Conférence animée par Flora Beillouin, journaliste en résidence à Carmen
Les journalistes invités:
-Ixchel Delaporte, journaliste à L’HUMANITE,
-Julien Pitinome: photoreporter. Labo 148, Roubaix. S’occupe du journal gratuit FUMIGENE.
Vincent Aguano, coordinateur de CARMEN (sur Amiens) - Canal Nord.
Prise de notes sur la conférence:
La réflexion sur les médias et les quartiers populaires commence en 2005 avec l’affaire à Clichy-sous-Bois. Elle pose la question du sensationnalisme: volonté de parler de la drogue et des violences. Rubrique dans L’Humanité (le journal) sur les quartiers. Trois semaines d'émeute avec 5 journalistes dans L'Humanité qui s'occupe de cette affaire à Clichy-Sous-Bois.Relation difficile entre les médias et les quartiers.
Magazine Fumigène. Journal trimestriel gratuit. Parler de ce qui se passe bien sans oublier ce qui s'y passe de mal. Produire de l'original. PB de la maltraitance médiatique des quartiers. Faire des reportages en collaboration avec les médias. Cf. association Carmen dans les quartier Nords. Volonté d'une image plus rare mais plus juste.
Autre prise de conscience avec Charlie Hebdo. Est-ce que les méthodes ont changé? Réponse: non. Reportage très négatif même dans Envoyé Spécial (France 2). Parfois dans la presse écrite c'est mieux comme dans Le Monde et Le Parisien. Le PB. Pas de traitement régulier. Une défiance s'est installée. Est-ce qu'on respecte vraiment les gens lorsqu'on fait du sensationnel?
La télé fonctionne comme une boite de production. Pour vivre, on propose des sujets sensationnels. Ex: la drogue dans les quartiers. Les chaines prennent ce qui marche. Ce qu'on a envie c'est de savoir que cela se passe mal dans les quartiers. Il faut un rapport de force avec le rédacteur en chef. PB avec Amandine Chambellan qui a monté en épingle un quartier à Grenoble (La Villeneuve)
Les questions à se poser sur le journalisme:
1) Question du point de vue: que veut-on montrer? Quel regard porte-t-on sur la banlieue?
2) Cela prend du temps. Il faut donc en donner aux journalistes.
Reportage: une journée de montage pour deux minutes de reportage.
3) PB de la source. Souvent, les médias se basent sur l'AFP. Il y a des erreurs. Se baser uniquement sur la dépêche AFP, c'est faire du journalisme de bureau. Pas assez de moyens pour faire du travail de terrain. Il faut donc en donner, accepter de payer des abonnements...
4) Est-ce que les journalistes reviennent ou pas dans les lieux où ils ont fait les reportages? Revenir oblige à être plus juste, à nouer de vraies relations avec les gens.

EXTRAITS DE DONNÉES -
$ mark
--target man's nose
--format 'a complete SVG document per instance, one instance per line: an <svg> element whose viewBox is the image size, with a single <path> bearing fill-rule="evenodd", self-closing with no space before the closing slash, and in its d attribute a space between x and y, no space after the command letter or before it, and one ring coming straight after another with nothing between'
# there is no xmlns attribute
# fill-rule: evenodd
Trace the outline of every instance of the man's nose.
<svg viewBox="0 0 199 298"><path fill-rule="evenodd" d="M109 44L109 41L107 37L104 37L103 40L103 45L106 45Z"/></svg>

OBJECTIFS -
1: Énumérez les questions à se poser sur le journalisme que les notes sur la conférence consacrée aux médias et aux quartiers populaires numérotent de 1 à 4.
2: D'après les notes sur la conférence consacrée aux médias et aux quartiers populaires, combien de temps de montage faut-il pour deux minutes de reportage ?
3: Poursuivez les notes sur la conférence consacrée aux médias et aux quartiers populaires à partir de la phrase « Revenir oblige à être plus juste, à nouer de vraies relations avec les gens. »
Les enregistrements ne jouent aucun rôle dans ce travail.

RÉPONSES PAR CONSIGNE -
1:
1) La question du point de vue : que veut-on montrer et quel regard porte-t-on sur la banlieue ?
2) Le temps : cela prend du temps, il faut donc en donner aux journalistes.
3) Le problème de la source : les médias se basent souvent sur l'AFP, ce qui entraîne des erreurs et relève du journalisme de bureau.
4) Le retour sur les lieux : les journalistes reviennent-ils ou non là où ils ont fait leurs reportages ?

2: Une journée de montage.

3:
Livre à lire: La banlieue du 20h. Très bon livre d’après la présentatrice.
Le sujet de ce livre: Jeune journaliste, Jimmy fait ses débuts au service des faits divers du journal télévisé. On l'envoie couvrir la banlieue : il découvre alors comment on fabrique l'information sur ces quartiers populaires.
On déshumanise les rapports humains dans les quartiers.
5)La formation des journalistes. Les journalistes viennent souvent de milieux privilégiés. Mais ce qui compte avant tout, c'est l'intention du journaliste. Il existe une prépa égalité des chances à Lille: 20 places seulement!
Comment les gens des quartiers peuvent-ils devenir des journalistes? Est-ce qu'on leur donne les moyens? C'est la peur qui fait inventer des histoires.
Ex.développé par Ixchel Delaporte d’une erreur journalistique sur les quartiers populaires:
Le 26 septembre 2013, l’émission Envoyé Spécial sur France 2 diffusait un reportage sur le quartier de la Villeneuve à Grenoble. De simple quartier populaire, la Villeneuve était métamorphosé en véritable banlieue, ghetto où le chômage et la délinquance tiennent le haut du pavé. Cette transformation médiatique de la Villeneuve en cité malfamée a suscité la colère des habitants qui depuis ont entamé une véritable réflexion autour de leur quartier et du traitement journalistique qui lui a été imposé. Des séances de décryptage du reportage ont été organisées en compagnie du sociologue des médias Jérôme Berthaut, en novembre, une présentatrice d’Envoyé Spécial en déplacement à Grenoble est interpellée au sujet du reportage et s’excuse auprès des habitants et finalement en décembre, l’association des « Habitants de la Crique Sud » décide de citer le directeur de France Télévisons devant le tribunal de Grenoble pour « diffamation publique ». Le jugement rendu en Juin dernier retient finalement l’irrecevabilité de la plainte. Pour autant le collectif de défense de la Villeneuve continue son action et organise samedi 22 novembre un forum « Médias et quartiers populaires ».(Journaliste mise en cause, Amandine Chambellan, journaliste de France 2, ENVOYE SPECIAL). S'ils n'ont pas gagné en justice, ils ont gagné la bataille médiatique.
Comment faire pour trouver des sujets intéressants sur les quartiers populaires?
Les associations sont importantes. On peut aller au bistrot pour discuter avec les gens des quartiers. Il faut aussi nouer des liens durables pour que les gens se sentent en confiance et puissent se confier ensuite.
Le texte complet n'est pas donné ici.